No longer consigned to health food markets and obscure ethnic grocery stores, coconut oil has become a favorite amongst today’s health-conscious population. Lots of hype exists about this wonderful “superfood,” but is all of it really true? Does coconut oil have the health benefits claimed by its supporters?
Let’s take a look and see.
Claim #1 – Coconut Oil Helps You Burn More Fat
Coconut oil is made up of medium-chain triglycerides (MCT). What this means in simple terms is that the fat in coconut oil is sent straight to the liver and burned up as instant fuel. As long as you are eating in moderation (which is always the key to losing weight), then your body will burn off the calories more quickly and efficiently than it would with other fats. (1)
It is interesting to note that another source of medium-chain triglycerides is human breast milk. Apparently, the human body was designed to process the type of fat found in coconut milk; however, keep in mind that babies grow quickly and get very fat on breast milk.
Does coconut milk help you burn more fat? No, it doesn’t burn more fat, but it does burn more efficiently in the body, and therefore might be a good source of fuel for athletes.
Claim #2 – Coconut Oil Kills Germs
Lauric Acid makes up over 50% of the total composition of coconut oil, and it is true that Lauric Acid has strong antiviral and antibacterial properties when it is applied directly to a contaminated surface. The question is: can Lauric Acid kill pathogens in the human body?
If you consider the digestive process, you can safely assume that eating coconut oil means that it will touch the inside of the mouth, the esophagus, the stomach, and the intestines. If there are bacteria (good or bad) or viruses in any of those areas, then the possibility exists that the Lauric Acid in the coconut oil will destroy them. That could mean that with overuse, you destroy good bacteria along with the bad bacteria.

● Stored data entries
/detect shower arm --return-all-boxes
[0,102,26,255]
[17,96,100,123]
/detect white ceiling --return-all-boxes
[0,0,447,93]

● Task requirements
Repeat the whole text on the health claims about coconut oil, word for word.

● Worked solution
No longer consigned to health food markets and obscure ethnic grocery stores, coconut oil has become a favorite amongst today’s health-conscious population. Lots of hype exists about this wonderful “superfood,” but is all of it really true? Does coconut oil have the health benefits claimed by its supporters?
Let’s take a look and see.
Claim #1 – Coconut Oil Helps You Burn More Fat
Coconut oil is made up of medium-chain triglycerides (MCT). What this means in simple terms is that the fat in coconut oil is sent straight to the liver and burned up as instant fuel. As long as you are eating in moderation (which is always the key to losing weight), then your body will burn off the calories more quickly and efficiently than it would with other fats. (1)
It is interesting to note that another source of medium-chain triglycerides is human breast milk. Apparently, the human body was designed to process the type of fat found in coconut milk; however, keep in mind that babies grow quickly and get very fat on breast milk.
Does coconut milk help you burn more fat? No, it doesn’t burn more fat, but it does burn more efficiently in the body, and therefore might be a good source of fuel for athletes.
Claim #2 – Coconut Oil Kills Germs
Lauric Acid makes up over 50% of the total composition of coconut oil, and it is true that Lauric Acid has strong antiviral and antibacterial properties when it is applied directly to a contaminated surface. The question is: can Lauric Acid kill pathogens in the human body?
If you consider the digestive process, you can safely assume that eating coconut oil means that it will touch the inside of the mouth, the esophagus, the stomach, and the intestines. If there are bacteria (good or bad) or viruses in any of those areas, then the possibility exists that the Lauric Acid in the coconut oil will destroy them. That could mean that with overuse, you destroy good bacteria along with the bad bacteria.